__Extract to read__.
Rinconada () is a city and commune in the Los Andes Province of central Chile's Valparaíso Region. It was created on 18 January 1897 by Federico Errázuriz Echaurren.

Since the shrine to house the remains of Saint Teresa of Los Andes was built in the field of Auco, the municipality has become the spiritual capital of Chile due to the large number of pilgrims from all over the country.  Behind the sanctuary is the Monastery of the Holy Spirit, where the community of Discalced Carmelite Mothers resides.

Demographics
According to the 2002 census of the National Statistics Institute, Rinconada spans an area of  and has 6,692 inhabitants (3,429 men and 3,263 women). Of these, 5,727 (85.6%) lived in urban areas and 965 (14.4%) in rural areas. The population grew by 16.1% (927 persons) between the 1992 and 2002 censuses.

Administration
As a commune, Rinconada is a third-level administrative division of Chile administered by a municipal council, headed by an alcalde who is directly elected every four years. The 2008-2012 alcalde is Juan Pablo Galdames Burgos (UDI). The council has the following members:
 Rodolfo Figueroa Valle (UDI)

__Dataset entries__.

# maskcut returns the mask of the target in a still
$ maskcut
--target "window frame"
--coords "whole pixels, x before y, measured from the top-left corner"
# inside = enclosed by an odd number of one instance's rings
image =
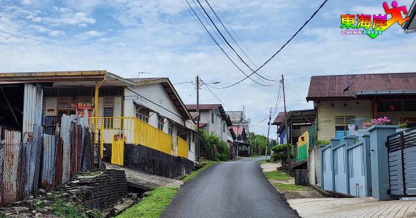
[[[162,122],[161,122],[162,120]],[[164,117],[157,115],[157,128],[163,131],[164,127]]]
[[[214,121],[215,121],[214,114],[214,111],[212,111],[212,112],[211,112],[211,123],[212,123],[213,124],[215,124]]]
[[[107,110],[111,110],[111,116],[107,116],[105,115],[105,111]],[[110,122],[108,121],[108,119],[106,119],[106,117],[113,117],[114,116],[114,108],[110,108],[110,107],[106,107],[103,108],[103,117],[104,117],[104,120],[103,121],[104,123],[103,124],[104,125],[104,128],[113,128],[113,119],[110,119]]]
[[[168,133],[171,135],[173,135],[173,122],[168,119]]]
[[[149,117],[150,117],[150,110],[144,106],[141,106],[137,104],[135,105],[136,117],[139,118],[139,119],[143,121],[144,122],[148,124]]]

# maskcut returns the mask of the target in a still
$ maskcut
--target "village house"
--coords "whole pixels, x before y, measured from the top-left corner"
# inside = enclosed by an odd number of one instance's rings
[[[198,119],[196,105],[189,104],[186,106],[196,117],[194,119]],[[215,134],[225,142],[232,138],[232,133],[228,131],[228,127],[232,126],[232,124],[221,104],[200,104],[199,110],[201,129]]]
[[[50,134],[62,115],[85,115],[109,162],[171,178],[193,169],[196,124],[167,78],[127,79],[105,70],[3,73],[0,83],[10,101],[0,108],[3,126],[31,135],[33,118],[22,112],[28,107]],[[36,85],[41,103],[27,101],[26,84]]]
[[[387,117],[394,124],[416,122],[416,73],[315,76],[307,101],[316,110],[318,137],[344,140],[362,124]]]
[[[315,110],[292,110],[287,112],[288,133],[286,137],[286,126],[284,120],[284,112],[280,112],[275,119],[272,125],[277,126],[278,143],[296,145],[299,137],[309,131],[315,119]]]

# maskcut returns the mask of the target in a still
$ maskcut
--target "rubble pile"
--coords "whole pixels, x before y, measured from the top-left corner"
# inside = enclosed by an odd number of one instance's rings
[[[105,170],[99,175],[81,174],[55,190],[40,189],[21,201],[0,208],[0,212],[11,217],[62,217],[70,214],[110,217],[139,200],[139,194],[128,194],[123,171]]]

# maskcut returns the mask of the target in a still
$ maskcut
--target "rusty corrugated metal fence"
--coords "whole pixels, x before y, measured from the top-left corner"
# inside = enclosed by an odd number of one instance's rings
[[[0,128],[1,205],[21,200],[39,185],[54,188],[80,170],[93,167],[93,133],[87,117],[63,115],[55,135],[43,133],[37,119],[23,137],[19,131]]]

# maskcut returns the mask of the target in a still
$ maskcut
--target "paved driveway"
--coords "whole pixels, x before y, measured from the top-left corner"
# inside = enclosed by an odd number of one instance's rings
[[[298,217],[256,162],[220,162],[180,188],[162,217]]]

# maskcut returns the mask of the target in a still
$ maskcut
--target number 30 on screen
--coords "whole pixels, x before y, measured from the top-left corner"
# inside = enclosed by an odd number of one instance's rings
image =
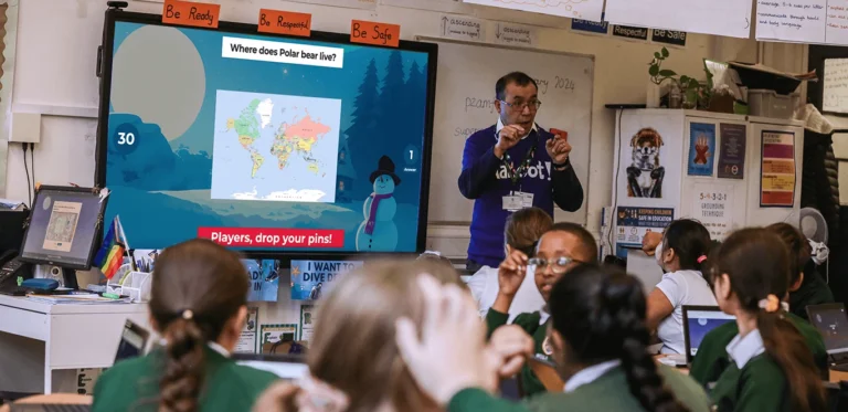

__Written tasks__.
#1 Output the Rinconada text verbatim, from "Administration" up to and including "Figueroa Valle (UDI)".
#2 Using the Rinconada text, answer:
(a) On what date was Rinconada created?
(b) How many inhabitants did the 2002 census record for Rinconada?
(c) Who was the alcalde for 2008-2012?
The records are from a different source than the Rinconada text.

__Results for each task__.
#1
Administration
As a commune, Rinconada is a third-level administrative division of Chile administered by a municipal council, headed by an alcalde who is directly elected every four years. The 2008-2012 alcalde is Juan Pablo Galdames Burgos (UDI). The council has the following members:
 Rodolfo Figueroa Valle (UDI)

#2
(a) 18 January 1897
(b) 6,692
(c) Juan Pablo Galdames Burgos (UDI)